El rayo que no cesa

patinetes

(20/08/2021) La acera es una pista de corredores donde la velocidad se ha impuesto al sosiego.

 A los adictos al deporte que corren como poseídos (que corren incluso sin avanzar ante el semáforo en rojo) y a los ciclistas sempiternos que aparecen como fantasmas por cualquier flanco les ha salido un competidor más agresivo, un nuevo velocista del cemento armado: el usuario del patinete eléctrico, el conductor del MVP (vehículo de movilidad personal).

 Derechos como un palo, erectos cual suricatos al sol pero con la velocidad de un guepardo, los nuevos dueños de la calle cortan el aire cual cuchillo, desdeñosos a la vida que les flanquea y con la mirada fija en la meta.

 Sin casco, con la arrogancia que les da la verticalidad, se mueven ante el vecindario como modelos por pasarela, orgullosos de haber nacido, ufanos de ganar la carrera de la vida cada mañana.

 Han abandonado el sedentarismo del conductor y la postura humillante del ciclista para mostrarse, ante la fauna urbana, como sus ancestros: aquellos homínidos que bajaron de los árboles y adquirieron la postura erecta para mirar de frente, bien tiesos, al resto de la fauna.

 Sobre una plataforma donde apenas caben los pies, con estrechos manillares que dificultan la manejabilidad del aparato, nada se resiste a esta moderna tribu que ha llegado para quedarse.

 Frente a ellos la compensación universal.  La dialéctica de los contrarios. El yin frente al yang. El reposo frente a la prisa. Viejos con bolsas de la compra, ancianos con andador  o en sillas de rueda, lisiados con muletas, ven venir como el rayo a estos engendros mecánicos, a estos centauros del asfalto y se apartan, sobrecogidos, hacia los portales agradeciendo al dios de la mañana no haber sido arrollados. Haber vuelto a nacer. Luego miran hacia atrás para ver y no ver al endriago que se aleja soberbio entre la masa.

━━━━━━━━━━━━━━━━━━━━

TAREAS:
(1) Responde estas preguntas sobre el texto de los patinetes eléctricos:
(a) ¿Qué significa la sigla MVP?
(b) ¿Sin qué se mueven los usuarios del patinete ante el vecindario?
(c) ¿Hacia dónde se apartan los viejos, ancianos y lisiados cuando ven venir los patinetes?
(2) Prolonga el texto de los patinetes eléctricos a partir de su última oración.

DATOS PROPORCIONADOS:

━━━━━━━━━━━━━━━━━━━━

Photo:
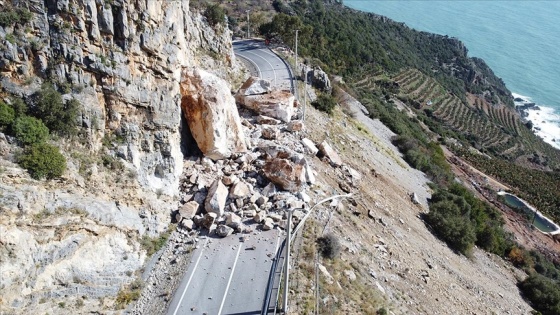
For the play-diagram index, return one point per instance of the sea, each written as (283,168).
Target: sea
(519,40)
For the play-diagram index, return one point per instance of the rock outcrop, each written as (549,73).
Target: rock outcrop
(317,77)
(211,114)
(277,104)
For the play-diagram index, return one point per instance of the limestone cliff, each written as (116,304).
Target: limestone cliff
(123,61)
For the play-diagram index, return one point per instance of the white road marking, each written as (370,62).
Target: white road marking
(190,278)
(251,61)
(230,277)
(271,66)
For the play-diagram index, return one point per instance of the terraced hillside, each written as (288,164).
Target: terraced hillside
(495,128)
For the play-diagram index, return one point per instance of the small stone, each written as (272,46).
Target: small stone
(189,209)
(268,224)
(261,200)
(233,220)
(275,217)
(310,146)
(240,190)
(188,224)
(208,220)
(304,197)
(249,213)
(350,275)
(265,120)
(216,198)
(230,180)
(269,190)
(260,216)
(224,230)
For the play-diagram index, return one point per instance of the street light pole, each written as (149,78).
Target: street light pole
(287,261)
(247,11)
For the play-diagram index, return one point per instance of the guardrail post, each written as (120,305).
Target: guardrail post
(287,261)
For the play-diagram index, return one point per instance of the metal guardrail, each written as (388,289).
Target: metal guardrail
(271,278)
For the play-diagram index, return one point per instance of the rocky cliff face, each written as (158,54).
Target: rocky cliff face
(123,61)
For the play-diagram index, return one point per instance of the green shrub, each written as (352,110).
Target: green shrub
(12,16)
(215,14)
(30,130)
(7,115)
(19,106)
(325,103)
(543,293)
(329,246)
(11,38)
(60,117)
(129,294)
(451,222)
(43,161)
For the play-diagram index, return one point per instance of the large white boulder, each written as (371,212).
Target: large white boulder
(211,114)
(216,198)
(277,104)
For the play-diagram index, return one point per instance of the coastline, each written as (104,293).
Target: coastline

━━━━━━━━━━━━━━━━━━━━

RESPUESTAS POR TAREA:
(1)
(a) Vehículo de movilidad personal.
(b) Sin casco.
(c) Hacia los portales.

(2)
 Los viejos más viejos de mi ciudad contada se santiguan cada mañana al salir a la calle, al abandonar el útero seguro de su vivienda. Se lo aconsejaron sus abuelos, especialistas en detectar los peligros que llenaban las calles, aquellas rúas decimonónicas llenas de anarquistas, caballos desbocados y tranvías. “Tú, por si acaso, santíguate cuando salgas de casa”.

 Gaudí, el arquitecto de Dios, no reparó en estos consejos y así le fue: murió tras ser arrollado por un tranvía en las calles de Barcelona cuando acudía a confesarse.

 Por eso, los viejos más viejos de la ciudad con prisas, se santiguan en el umbral y tras aferrarse al andador salen a dar una vuelta esperando volver. Temen ser fulminados por el rayo de la acera, ese rayo que no cesa y que tan bien describiera el poeta de Orihuela, Miguel Hernández: “un manotazo duro, un golpe helado, un hachazo invisible y homicida, un empujón brutal te ha derribado”.

  Pero ni Miguel Hernández llegó a viejo ni muchos viejos logran volver a las andadas, a ese lunes al sol que les aguarda al otro lado del portal.

 Ante una legislación indecisa y caótica que no sabe poner orden en la calle muchos viejos y no tan viejos son atropellados por las furias que pueblan las mañanas, derribados por el empujón brutal de una bestia que parece salir del inframundo, de las cloacas que oculta el asfalto.

 He tomado mi cuaderno y mi bolígrafo y cual aprendiz de antropólogo me he internado en el bosque urbano para estudiar a esta nueva especie invasora.

 Son homínidos jóvenes, sumisos a la enfermedad de la prisa y competitivos hasta el vértigo. Anestesiados a todo lo que no sea llegar y sumidos en la revolución digital llevan una pequeña mochila en la espalda (bolsa marsupial que es todo su ajuar) y no entienden que la vida pueda cocinarse a fuego lento.

 Algunos parecen malabaristas de un circo al aire libre. He visto a una muchacha que con una mano aferraba varias bolsas, mientras con la otra sujetaba manillar y móvil. También a los que trasladan a otro espécimen (atrás o delante, qué más da) para ahorrar posibles costes (que la electricidad está por las nubes).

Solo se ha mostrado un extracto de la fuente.